• [Short exercise a] According to the passage on plagiarism, what confers right of property?

• [Selected text]

And yet, after a vast deal of such like catachresis, the orthodoxy of plagiarism remains still in dispute. What we incorporate among the cardinal articles of literary faith, China abjures as a dangerous heresy. But neither our own nor the Chinese creed consists wholly of tested bullion, but is crude ore, in which the pure gold of truth is mingled with the dross of error. That is a golden tenet of the tea-growers which licenses the borrowing of ideas; that 'of the earth, earthy,' which embargoes every one unborrowed. We build upon a rock when interdicting plagiarism; but on sand when we make that term inclose author-theft and author-borrowing. The making direct and unacknowledged quotations, and palming them off as the quoter's, is a very grave literary offense. But the expression of similar or even identical thoughts in different language, in this age of the world must be tolerated, or else the race of authors soon become as extinct as that of behemoths and ichthyosauri; and, indeed, far from levying any imposts upon author-borrowing, rather ought we to vote bounties and pensions to encourage it.
Originality of thought with men is impossible. There is in existence a certain amount of thought, but it all belongs to God. Lord paramount over the empire of mind as well as matter, he alone is seized, in fee simple right, of the whole domain: provinces of which men hold, as fiefs, by vassal tenure, subject to reversion and enfeoffment to another. Nor can any man absolve himself from his allegiance, and extend absolute sovereignty over broad tracts of idea-territory; for while feudal princes vested in themselves, by conquest merely, the ownership of kingdoms, God became suzerain over the empire of thought by virtue of creation—for creation confers right of property. We do not, then, originate the thoughts we call our own; or else Pantheism tells no lie when it declares that man is God, for the differentia which distinguishes God from man is absolute creative power. And if man be thought-creative, he can as well as God give being unto what was non-existent, and that, too, not mere gross, perishable matter, but immortal soul; for thought is mind, and mind is spirit, soul, undying, immortal. Grant that, and you divide God's empire, and enthrone the creature in equal sovereignty beside his Maker.
All thought, then, belongs exclusively to God, and is parceled out by him, as he chooses, among his creature feudatories. As the wind, which bloweth where it listeth, and no one knoweth whence it cometh, save that it is sent by God, so is thought, as it blows through our minds. Over birds, flying at liberty through the free air, boys often advance claims of ownership more specific than are easily derived from the general dominion God gave man over the beasts of the field and the birds of the air; yet, 'All those birds are mine!' exclaims a youngster in roundabout, with just as much reason as any man can claim, as exclusively his own, the thoughts which are ever winging their way through the firmament of mind.

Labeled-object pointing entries

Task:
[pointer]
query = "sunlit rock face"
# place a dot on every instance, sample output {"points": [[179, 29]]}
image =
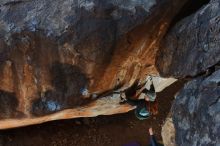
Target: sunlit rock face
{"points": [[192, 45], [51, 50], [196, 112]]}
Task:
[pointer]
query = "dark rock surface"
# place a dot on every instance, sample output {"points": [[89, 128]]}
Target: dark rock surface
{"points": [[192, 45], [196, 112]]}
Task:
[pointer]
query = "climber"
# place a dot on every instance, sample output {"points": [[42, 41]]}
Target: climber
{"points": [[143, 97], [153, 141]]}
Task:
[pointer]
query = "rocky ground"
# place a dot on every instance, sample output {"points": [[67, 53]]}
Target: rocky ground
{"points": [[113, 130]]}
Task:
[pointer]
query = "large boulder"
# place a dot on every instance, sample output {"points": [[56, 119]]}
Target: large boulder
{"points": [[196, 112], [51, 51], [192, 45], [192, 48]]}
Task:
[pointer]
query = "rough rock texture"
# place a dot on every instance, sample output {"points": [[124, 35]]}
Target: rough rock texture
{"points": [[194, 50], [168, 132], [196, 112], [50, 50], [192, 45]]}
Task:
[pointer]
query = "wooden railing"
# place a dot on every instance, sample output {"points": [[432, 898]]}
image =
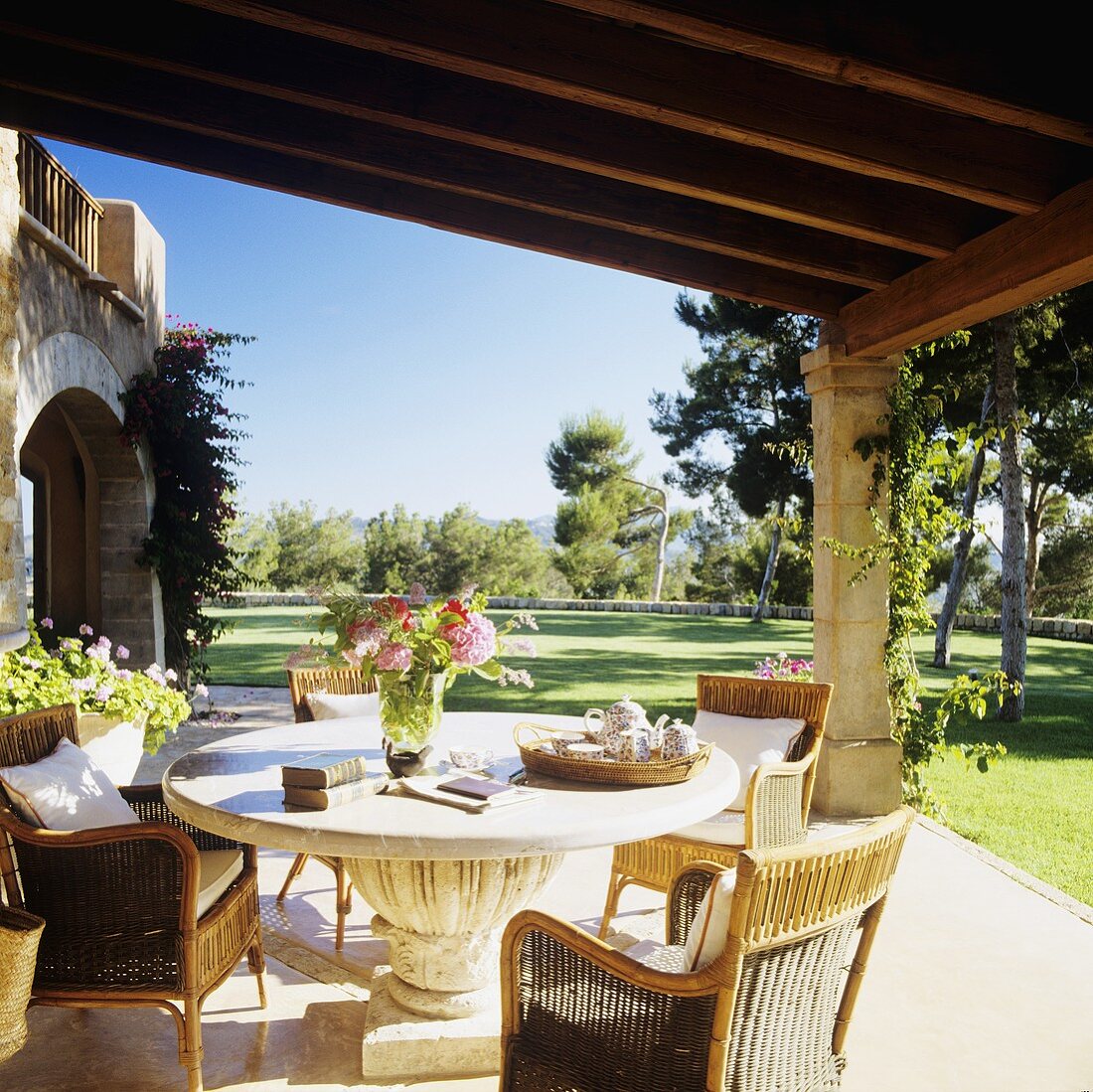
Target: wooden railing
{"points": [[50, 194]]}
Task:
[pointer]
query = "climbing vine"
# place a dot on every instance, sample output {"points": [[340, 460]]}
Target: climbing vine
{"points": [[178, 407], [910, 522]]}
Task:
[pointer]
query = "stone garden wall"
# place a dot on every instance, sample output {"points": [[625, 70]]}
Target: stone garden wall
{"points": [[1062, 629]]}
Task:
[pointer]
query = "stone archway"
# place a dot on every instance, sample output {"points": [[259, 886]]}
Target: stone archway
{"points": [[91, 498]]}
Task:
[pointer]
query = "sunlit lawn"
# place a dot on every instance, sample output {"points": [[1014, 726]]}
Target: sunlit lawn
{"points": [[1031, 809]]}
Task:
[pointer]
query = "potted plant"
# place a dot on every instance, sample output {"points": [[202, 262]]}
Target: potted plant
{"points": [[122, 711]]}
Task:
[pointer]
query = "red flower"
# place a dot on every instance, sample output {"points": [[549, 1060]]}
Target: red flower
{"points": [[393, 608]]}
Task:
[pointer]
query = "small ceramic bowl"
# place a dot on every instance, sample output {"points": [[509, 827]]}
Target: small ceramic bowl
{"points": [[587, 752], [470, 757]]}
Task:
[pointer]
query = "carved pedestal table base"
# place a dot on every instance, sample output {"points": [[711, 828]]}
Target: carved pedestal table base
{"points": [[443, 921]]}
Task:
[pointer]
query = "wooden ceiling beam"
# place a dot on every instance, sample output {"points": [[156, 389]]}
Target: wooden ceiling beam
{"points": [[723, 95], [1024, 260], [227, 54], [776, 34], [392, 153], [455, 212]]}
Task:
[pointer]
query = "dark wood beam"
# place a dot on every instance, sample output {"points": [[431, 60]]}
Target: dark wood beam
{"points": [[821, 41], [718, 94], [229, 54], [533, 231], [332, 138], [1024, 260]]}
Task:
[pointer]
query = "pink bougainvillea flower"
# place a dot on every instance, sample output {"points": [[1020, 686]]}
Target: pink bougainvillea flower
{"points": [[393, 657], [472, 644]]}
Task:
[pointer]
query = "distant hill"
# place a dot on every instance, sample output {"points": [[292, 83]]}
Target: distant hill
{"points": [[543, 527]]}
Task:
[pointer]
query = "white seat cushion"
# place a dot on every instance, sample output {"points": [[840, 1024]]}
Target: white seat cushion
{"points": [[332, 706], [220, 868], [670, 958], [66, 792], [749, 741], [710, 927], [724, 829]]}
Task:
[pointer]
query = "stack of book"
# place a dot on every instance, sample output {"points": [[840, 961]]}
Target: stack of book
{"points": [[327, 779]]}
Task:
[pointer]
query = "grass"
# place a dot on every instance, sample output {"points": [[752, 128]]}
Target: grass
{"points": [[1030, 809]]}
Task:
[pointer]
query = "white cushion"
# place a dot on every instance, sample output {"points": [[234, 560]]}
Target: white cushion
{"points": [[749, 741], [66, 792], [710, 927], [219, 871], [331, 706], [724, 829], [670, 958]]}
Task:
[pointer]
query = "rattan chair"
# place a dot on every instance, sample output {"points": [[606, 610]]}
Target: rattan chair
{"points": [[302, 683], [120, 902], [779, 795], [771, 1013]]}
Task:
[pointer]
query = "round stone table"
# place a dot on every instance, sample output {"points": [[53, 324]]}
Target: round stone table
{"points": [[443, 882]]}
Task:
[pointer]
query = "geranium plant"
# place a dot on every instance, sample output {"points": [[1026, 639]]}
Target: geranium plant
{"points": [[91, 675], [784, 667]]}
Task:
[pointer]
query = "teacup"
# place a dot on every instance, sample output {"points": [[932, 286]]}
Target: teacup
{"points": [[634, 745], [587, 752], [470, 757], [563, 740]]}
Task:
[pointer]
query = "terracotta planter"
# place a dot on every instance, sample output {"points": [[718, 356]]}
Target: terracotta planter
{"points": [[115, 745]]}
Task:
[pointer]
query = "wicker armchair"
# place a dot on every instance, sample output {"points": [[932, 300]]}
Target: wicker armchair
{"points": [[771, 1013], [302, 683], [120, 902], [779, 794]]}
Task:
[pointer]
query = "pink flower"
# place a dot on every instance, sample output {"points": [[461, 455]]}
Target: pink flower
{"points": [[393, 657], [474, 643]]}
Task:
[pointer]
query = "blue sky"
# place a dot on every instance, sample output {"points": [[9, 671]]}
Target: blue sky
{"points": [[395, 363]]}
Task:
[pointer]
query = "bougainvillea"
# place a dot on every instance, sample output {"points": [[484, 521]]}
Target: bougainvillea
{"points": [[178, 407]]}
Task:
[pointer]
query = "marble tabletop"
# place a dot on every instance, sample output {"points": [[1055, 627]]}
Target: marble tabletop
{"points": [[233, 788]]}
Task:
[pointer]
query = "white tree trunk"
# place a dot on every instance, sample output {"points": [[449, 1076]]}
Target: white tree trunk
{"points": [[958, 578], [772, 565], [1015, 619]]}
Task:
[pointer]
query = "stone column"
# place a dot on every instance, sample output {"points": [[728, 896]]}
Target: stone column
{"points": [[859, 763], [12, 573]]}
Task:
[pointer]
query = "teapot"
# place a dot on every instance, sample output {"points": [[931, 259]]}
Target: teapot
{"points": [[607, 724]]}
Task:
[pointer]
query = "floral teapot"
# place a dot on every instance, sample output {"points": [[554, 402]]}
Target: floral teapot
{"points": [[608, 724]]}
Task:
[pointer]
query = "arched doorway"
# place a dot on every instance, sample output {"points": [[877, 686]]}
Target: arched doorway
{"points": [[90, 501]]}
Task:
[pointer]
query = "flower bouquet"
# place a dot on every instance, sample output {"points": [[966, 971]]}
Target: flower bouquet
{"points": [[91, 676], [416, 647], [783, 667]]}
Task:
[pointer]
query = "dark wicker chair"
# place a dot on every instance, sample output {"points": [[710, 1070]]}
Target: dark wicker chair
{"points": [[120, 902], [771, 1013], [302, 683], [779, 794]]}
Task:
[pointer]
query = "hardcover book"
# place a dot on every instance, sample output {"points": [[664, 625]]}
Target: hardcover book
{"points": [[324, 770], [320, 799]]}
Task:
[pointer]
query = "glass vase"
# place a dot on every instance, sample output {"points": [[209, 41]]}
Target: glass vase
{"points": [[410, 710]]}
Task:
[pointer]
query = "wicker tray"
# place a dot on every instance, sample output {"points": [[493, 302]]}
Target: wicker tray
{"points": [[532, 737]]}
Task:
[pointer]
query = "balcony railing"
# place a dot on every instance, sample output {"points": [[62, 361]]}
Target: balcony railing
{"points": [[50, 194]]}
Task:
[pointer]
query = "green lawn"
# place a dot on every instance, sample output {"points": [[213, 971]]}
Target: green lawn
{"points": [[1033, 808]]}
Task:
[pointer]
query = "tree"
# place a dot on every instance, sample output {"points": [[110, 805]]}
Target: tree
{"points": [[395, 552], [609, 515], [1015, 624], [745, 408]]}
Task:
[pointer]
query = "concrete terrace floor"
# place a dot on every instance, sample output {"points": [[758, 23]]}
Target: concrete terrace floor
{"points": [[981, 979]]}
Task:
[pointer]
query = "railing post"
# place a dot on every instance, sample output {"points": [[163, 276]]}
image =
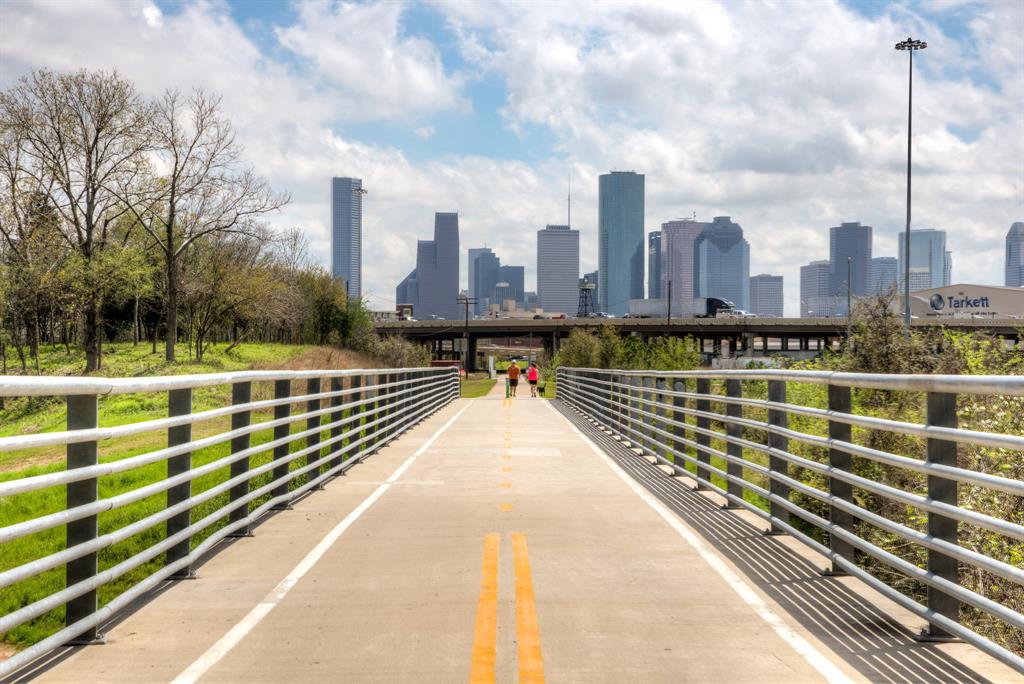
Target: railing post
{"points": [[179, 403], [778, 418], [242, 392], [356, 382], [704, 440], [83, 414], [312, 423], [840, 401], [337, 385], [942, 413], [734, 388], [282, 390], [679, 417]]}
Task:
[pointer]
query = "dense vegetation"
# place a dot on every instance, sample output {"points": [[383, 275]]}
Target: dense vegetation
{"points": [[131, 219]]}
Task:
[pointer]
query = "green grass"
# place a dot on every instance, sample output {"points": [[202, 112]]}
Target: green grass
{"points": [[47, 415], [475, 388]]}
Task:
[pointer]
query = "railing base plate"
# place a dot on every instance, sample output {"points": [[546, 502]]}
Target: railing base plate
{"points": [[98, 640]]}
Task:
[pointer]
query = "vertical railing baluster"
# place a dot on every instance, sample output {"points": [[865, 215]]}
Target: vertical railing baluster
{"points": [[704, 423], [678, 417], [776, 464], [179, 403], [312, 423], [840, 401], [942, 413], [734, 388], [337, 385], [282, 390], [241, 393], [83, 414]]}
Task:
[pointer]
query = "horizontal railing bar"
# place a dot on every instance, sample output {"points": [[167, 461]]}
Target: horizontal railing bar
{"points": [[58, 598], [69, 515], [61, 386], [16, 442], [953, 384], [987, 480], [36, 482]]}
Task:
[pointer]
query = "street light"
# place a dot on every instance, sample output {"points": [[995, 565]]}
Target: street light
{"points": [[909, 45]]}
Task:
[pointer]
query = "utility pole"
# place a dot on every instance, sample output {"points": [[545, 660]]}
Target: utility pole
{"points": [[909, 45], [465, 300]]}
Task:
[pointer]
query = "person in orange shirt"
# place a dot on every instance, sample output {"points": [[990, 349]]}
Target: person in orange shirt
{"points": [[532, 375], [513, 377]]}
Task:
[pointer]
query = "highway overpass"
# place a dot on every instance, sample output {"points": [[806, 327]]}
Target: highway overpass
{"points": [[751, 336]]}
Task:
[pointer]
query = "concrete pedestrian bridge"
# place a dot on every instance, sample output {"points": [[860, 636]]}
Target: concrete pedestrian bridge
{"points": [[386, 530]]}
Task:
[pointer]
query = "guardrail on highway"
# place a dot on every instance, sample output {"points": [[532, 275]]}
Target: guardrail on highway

• [Short exercise b] Count the lines of the records that contain the string "vegetation", treating uppercase and lowercase as different. Reply with the number only.

• [Full output a] Creation confers right of property.

• [Full output b] 2